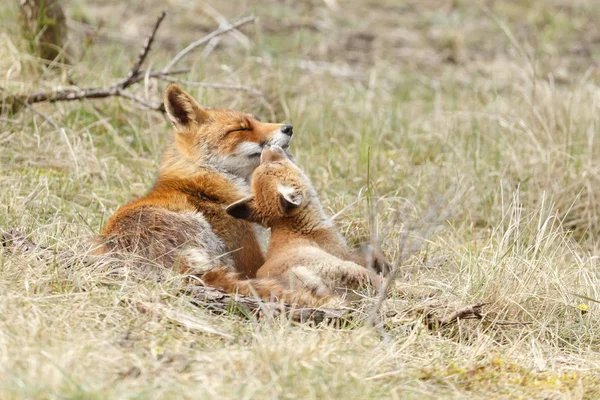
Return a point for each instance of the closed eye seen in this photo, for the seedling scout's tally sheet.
(239, 130)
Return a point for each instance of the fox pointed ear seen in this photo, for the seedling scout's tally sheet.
(182, 109)
(243, 209)
(289, 197)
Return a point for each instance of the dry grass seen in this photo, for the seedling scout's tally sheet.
(395, 105)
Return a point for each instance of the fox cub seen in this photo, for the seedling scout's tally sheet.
(305, 247)
(181, 222)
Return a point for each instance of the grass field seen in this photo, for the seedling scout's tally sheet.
(467, 131)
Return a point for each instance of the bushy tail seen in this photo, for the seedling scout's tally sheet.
(266, 288)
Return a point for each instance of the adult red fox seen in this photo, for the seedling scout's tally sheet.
(181, 222)
(305, 247)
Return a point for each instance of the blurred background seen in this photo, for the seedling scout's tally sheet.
(462, 135)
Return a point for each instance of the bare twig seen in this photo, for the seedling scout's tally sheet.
(224, 86)
(206, 39)
(467, 312)
(135, 75)
(128, 80)
(71, 94)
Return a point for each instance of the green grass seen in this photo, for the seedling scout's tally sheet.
(414, 101)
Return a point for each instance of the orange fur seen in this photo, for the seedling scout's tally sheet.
(305, 246)
(181, 222)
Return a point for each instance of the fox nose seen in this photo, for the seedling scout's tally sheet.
(287, 130)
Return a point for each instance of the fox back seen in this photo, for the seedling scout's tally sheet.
(182, 221)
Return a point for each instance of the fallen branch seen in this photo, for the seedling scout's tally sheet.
(135, 75)
(467, 312)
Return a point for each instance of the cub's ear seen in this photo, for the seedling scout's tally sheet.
(182, 109)
(243, 209)
(289, 197)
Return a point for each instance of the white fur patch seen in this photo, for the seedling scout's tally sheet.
(248, 148)
(304, 277)
(281, 139)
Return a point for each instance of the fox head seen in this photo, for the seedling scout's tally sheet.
(281, 194)
(221, 138)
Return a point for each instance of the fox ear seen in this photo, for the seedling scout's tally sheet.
(243, 209)
(182, 109)
(289, 197)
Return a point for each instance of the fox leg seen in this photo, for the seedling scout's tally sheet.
(269, 289)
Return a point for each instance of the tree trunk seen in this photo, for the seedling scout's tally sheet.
(44, 25)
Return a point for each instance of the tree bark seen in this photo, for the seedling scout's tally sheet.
(45, 27)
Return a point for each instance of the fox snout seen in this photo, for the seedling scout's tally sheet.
(272, 153)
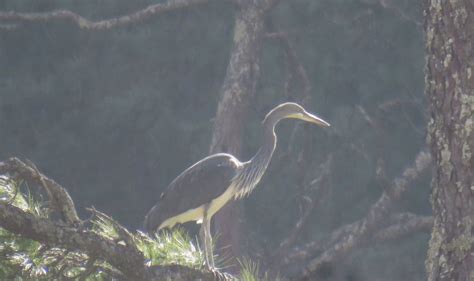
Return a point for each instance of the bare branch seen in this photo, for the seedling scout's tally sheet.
(410, 224)
(84, 23)
(57, 234)
(361, 230)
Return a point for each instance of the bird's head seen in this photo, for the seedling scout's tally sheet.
(296, 111)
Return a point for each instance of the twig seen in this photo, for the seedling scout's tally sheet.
(60, 199)
(412, 223)
(123, 233)
(84, 23)
(57, 234)
(362, 229)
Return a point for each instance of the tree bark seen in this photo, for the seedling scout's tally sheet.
(238, 89)
(449, 27)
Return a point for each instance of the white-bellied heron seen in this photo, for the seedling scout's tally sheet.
(205, 187)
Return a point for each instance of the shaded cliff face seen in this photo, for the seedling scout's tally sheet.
(450, 89)
(116, 115)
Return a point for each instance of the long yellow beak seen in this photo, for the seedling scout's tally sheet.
(306, 116)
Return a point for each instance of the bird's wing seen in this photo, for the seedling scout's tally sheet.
(197, 185)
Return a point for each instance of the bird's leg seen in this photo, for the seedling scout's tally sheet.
(206, 238)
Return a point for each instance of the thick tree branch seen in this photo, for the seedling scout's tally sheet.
(409, 224)
(43, 230)
(358, 232)
(84, 23)
(58, 196)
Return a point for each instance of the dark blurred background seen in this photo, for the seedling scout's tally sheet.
(115, 115)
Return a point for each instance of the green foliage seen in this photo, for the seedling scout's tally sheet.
(116, 115)
(174, 247)
(25, 259)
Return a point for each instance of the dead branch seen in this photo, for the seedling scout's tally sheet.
(84, 23)
(70, 236)
(358, 232)
(410, 224)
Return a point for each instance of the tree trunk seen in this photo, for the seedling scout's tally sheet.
(449, 27)
(238, 89)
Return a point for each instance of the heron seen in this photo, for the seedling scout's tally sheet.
(204, 188)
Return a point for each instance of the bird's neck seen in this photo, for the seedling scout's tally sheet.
(254, 169)
(264, 154)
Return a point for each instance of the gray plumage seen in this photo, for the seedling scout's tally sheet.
(209, 178)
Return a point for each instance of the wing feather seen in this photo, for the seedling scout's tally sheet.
(196, 186)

· · · · ·

**What is required**
Copy every one of the lines above word for word, leaving out the pictures.

**Exercise result**
Return a point for each instance of the closed eye seen in this photo, for the seedling scout's tally sheet.
(239, 130)
Return a point for each instance of the fox pointed ear seen in this photo, for the seedling scout's tally sheet.
(182, 109)
(243, 209)
(289, 197)
Return a point for each instance of the dry grass seen in this photo, for the seedling scout's tally sheet.
(395, 105)
Return a point for each instance of the fox cub seen in this photo, for the seedling scout's tally sheet.
(305, 247)
(181, 222)
Return a point for each instance of the grass field seen in this photo, for the seedling scout's tally sheet.
(467, 131)
Return a point for each instance of the bushy tail seen in this photo, for the seedling scout's tally sheet.
(266, 288)
Return a point for each instance of the adult red fox seen in this photo, for the seedling scout's tally sheet.
(181, 222)
(305, 247)
Return a point for each instance of the blurred background seen in this photo, for the seedling scout's tally sheet.
(462, 135)
Return a point for each instance of the bare twig seen in this photo, for the seedling scout's tally sheet.
(224, 86)
(206, 39)
(467, 312)
(135, 75)
(128, 80)
(71, 94)
Return a point for each instance of the green grass seen in this photo, for the seedling scout's tally sheet.
(414, 101)
Return a point for each instance of the orange fur seen in this photo, for the seedling scout's tally sheet.
(305, 246)
(181, 222)
Return a point for each instance of the fox nose seen in this photo, for the seedling scout's tally sheet.
(287, 130)
Return a point for each instance of the fox back seen in this photo, for the seedling scout's tally sheet.
(182, 221)
Return a point for each instance of the fallen branch seen in this photo, for the seedling scout's tally sheet.
(135, 75)
(467, 312)
Return a point for each instance of the cub's ear seen in this photo, for the seedling scout's tally sheet.
(182, 109)
(243, 209)
(289, 197)
Return a point for each instance of the white fur patch seen in this photo, for the seedling scout's tally sheet.
(248, 148)
(304, 277)
(281, 139)
Return a point for each instance of the fox head seen in this photo, for the seedling scout's tally sheet.
(281, 194)
(221, 138)
Return a point for each instance of the fox ear seen in this photo, for the seedling scout's tally sheet.
(243, 209)
(182, 109)
(289, 197)
Return a point for each instance of the fox leg seen in this photo, for the seedling scout's tally sheet.
(269, 289)
Return a point for each instance of the tree trunk seen in this photo, for the seedling scout's tally sheet.
(44, 25)
Return a point for each instance of the tree bark seen in this photo, for the seedling scout's tally sheet.
(45, 27)
Return a point for each instance of the fox snout seen in this photo, for the seedling scout's tally sheet.
(272, 153)
Return a point for each instance of the bare branch seen in this photo, for the seedling scout's tally sheet.
(410, 224)
(84, 23)
(57, 234)
(361, 230)
Return a point for each instance of the bird's head seen in this photo, for the seedling scout's tally sheet.
(296, 111)
Return a point for each instance of the twig seen in this photo, for the seedling scout's tally sheet.
(60, 199)
(412, 223)
(123, 233)
(84, 23)
(57, 234)
(362, 229)
Return a point for each instance of the tree bark seen in this photo, for the seedling scout's tally sheet.
(238, 89)
(449, 27)
Return a point for each instance of the white-bellied heron seen in this photo, for the seedling scout's tally sheet.
(205, 187)
Return a point for each instance of the shaded cliff face seen in this photo, for the seedling scout's tally sheet.
(450, 89)
(116, 115)
Return a point for each instance of the long yellow beak seen in this photo, for the seedling scout's tally sheet.
(306, 116)
Return a point for each instance of the bird's wing seen in this photo, for the seedling scout's tally sheet.
(197, 185)
Return a point for each instance of the bird's leg seen in this photo, for the seedling scout's tally sheet.
(206, 238)
Return a point for each instance of the thick tree branch seen in this photo, for the seedling scout's tally sheet.
(409, 224)
(43, 230)
(358, 232)
(84, 23)
(58, 196)
Return a point for each instance of the dark blurred background seen in this photo, for the seedling scout's tally sheet.
(115, 115)
Return a point for each instance of the green foliage seen in this photo, for the seedling scout's tally sheet.
(116, 115)
(174, 247)
(25, 259)
Return a point for each instance of the dead branch seen in this photo, for the seedling scout's tally sheet.
(84, 23)
(70, 236)
(358, 232)
(410, 224)
Return a point for each instance of the tree trunk seen in this photo, for the seedling scout's tally sheet.
(449, 27)
(238, 89)
Return a point for each instance of the heron seen in this photo, for the seedling scout's tally sheet.
(204, 188)
Return a point for each instance of the bird's neck seen in this photo, for the seedling scout's tally sheet.
(254, 169)
(264, 154)
Return a point for each instance of the gray plumage seen in this photo, for the seedling scout's tally sheet.
(209, 178)
Return a point for each instance of the wing feather seen in this photo, for the seedling scout's tally sheet.
(196, 186)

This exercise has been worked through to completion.